*Supplied records*.
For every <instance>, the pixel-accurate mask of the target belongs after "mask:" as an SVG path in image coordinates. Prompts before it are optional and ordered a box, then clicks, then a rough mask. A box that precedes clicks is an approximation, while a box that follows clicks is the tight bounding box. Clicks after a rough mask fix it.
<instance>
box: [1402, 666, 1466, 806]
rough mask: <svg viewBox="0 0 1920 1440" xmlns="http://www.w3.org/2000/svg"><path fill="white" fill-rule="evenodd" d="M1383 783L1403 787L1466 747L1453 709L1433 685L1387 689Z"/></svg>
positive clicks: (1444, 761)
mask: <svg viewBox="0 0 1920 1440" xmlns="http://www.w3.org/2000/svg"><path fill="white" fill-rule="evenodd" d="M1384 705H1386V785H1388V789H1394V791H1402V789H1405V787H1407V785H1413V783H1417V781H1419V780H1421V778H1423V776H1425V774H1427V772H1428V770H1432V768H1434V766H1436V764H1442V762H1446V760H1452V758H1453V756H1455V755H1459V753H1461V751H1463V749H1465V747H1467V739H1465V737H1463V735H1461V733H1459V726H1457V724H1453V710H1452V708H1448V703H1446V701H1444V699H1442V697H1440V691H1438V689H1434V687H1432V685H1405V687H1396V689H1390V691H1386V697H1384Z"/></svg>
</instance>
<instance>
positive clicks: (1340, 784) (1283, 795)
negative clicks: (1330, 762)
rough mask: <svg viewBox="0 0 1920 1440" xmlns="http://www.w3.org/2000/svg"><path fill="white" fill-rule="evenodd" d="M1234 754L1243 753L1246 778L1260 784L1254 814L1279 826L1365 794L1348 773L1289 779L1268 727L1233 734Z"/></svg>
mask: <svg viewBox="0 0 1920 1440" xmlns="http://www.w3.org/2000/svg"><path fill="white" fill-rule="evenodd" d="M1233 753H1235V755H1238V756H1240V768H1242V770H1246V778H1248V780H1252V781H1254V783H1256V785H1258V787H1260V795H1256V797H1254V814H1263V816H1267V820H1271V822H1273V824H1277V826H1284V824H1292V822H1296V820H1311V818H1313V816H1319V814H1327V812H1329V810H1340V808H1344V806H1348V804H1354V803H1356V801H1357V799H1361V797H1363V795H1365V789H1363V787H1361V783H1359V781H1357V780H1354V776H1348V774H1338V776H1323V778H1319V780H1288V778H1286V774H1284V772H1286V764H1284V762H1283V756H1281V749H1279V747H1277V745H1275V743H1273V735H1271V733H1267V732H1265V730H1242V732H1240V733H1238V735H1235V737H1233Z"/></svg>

*Activity*.
Can you repeat the part of the listing that opens with the line containing "</instance>" and closes with the line containing "754L1243 753L1246 778L1260", both lines included, exactly as they appear?

*Solution to this problem*.
</instance>
<instance>
positive clicks: (1340, 784) (1283, 795)
negative clicks: (1330, 762)
rough mask: <svg viewBox="0 0 1920 1440" xmlns="http://www.w3.org/2000/svg"><path fill="white" fill-rule="evenodd" d="M1234 754L1243 753L1246 778L1260 784L1254 814L1279 826L1365 794L1348 773L1289 779L1268 727L1233 734Z"/></svg>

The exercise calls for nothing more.